Insulin Tolerance Test

You are booked to come in for an : INSULIN TOLERANCE TEST (ITT)

What is an insulin tolerance test?

An insulin tolerance test looks to see if your body is able to make enough of certain important hormones when it is under stress. A hormone is a chemical which is made in one part of the body but passes into the bloodstream and has effects on other parts of the body. When things are working normally, your pituitary gland (a small gland that lies just under the brain) produces a several hormones.

Two of these are:

  • ACTH (adreno-cortico-trophic hormone) which stimulates your two adrenal glands (which sit just above the kidneys) to make cortisol. Cortisol is a steroid hormone and is vital for health. It has many functions which include:

    • helping to regulate blood pressure.

    • helping to regulate the immune system.

    • helping to balance the effect of insulin in regulating the blood sugar level.

    • helping the body to respond to stress.

· GH (Growth hormone) which has important effects on growth in childhood and influences adult body composition and the functioning of several body systems

The insulin tolerance test is used to test how much ACTH and cortisol you can produce and how much growth hormone is available when your body is stressed. The ‘stress’ in the test is low blood sugar. This is caused by an injection of insulin, under very controlled conditions.

You should not have this test if you have epilepsy, or ischaemic heart disease such as angina or a previous heart attack.

How should I prepare for the test?

You should fast overnight before the test, drinking only water from midnight. You should take your medications as usual the day before the test unless your doctor has advised you not to.

What will happen during the test?

You should come to the ward on the date of the test, by 9am. You may need to have an ECG (heart tracing) if you have not had one recently. You will have a bed to lie down in throughout the test. A cannula (a small needle with a tube attached for taking blood samples) will be placed in a vein in your arm. After your first blood test you will be given an injection of insulin. The nursing staff will monitor your blood sugar level throughout the test. In order to carry out the test properly your blood sugar needs to fall to a low level and this may make you feel a little sweaty and uncomfortable. If your blood sugar does not fall you may need a second dose of insulin. Once your blood sugar has been recorded as low you will be given something to eat and drink. You will have blood tests taken from the cannula every half an hour for up to 2 hours after this.

Once the test is completed, the cannula will be removed and after you have had something to eat you will be able to go home. However you are advised to arrange for someone to drive you home, or to wait until 2 hours after the end of the test, to make sure everything is back to normal.

What happens after the test?

When the results of the blood tests are available they will be reviewed by the endocrinology team. You will be notified by letter and your GP will also be informed of the results. If there are any changes to be made to your treatment or further tests that need to be organized, these will be outlined in the letter or someone from the department may contact you by telephone.

What if I have any questions?

You will see a doctor on the day of your test who should be able to answer your queries. If you have any questions before or after your test please leave a message and contact number with the endocrine department at the Hospital where your test is booked.

» **PROBLEM DESCRIPTION**: Could you copy out the part of the insulin tolerance test leaflet that opens with the words "How should I" and closes with "during the test?", swapping "midnight" for "10pm"?

» **DATA RECORDS**:
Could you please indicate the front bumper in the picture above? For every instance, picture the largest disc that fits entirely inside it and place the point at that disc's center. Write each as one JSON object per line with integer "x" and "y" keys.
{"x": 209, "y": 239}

--

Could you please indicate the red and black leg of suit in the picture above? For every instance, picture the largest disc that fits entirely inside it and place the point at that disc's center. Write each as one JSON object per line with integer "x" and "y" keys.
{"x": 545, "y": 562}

» **FINISHED EXERCISE**:
How should I prepare for the test?

You should fast overnight before the test, drinking only water from 10pm. You should take your medications as usual the day before the test unless your doctor has advised you not to.

What will happen during the test?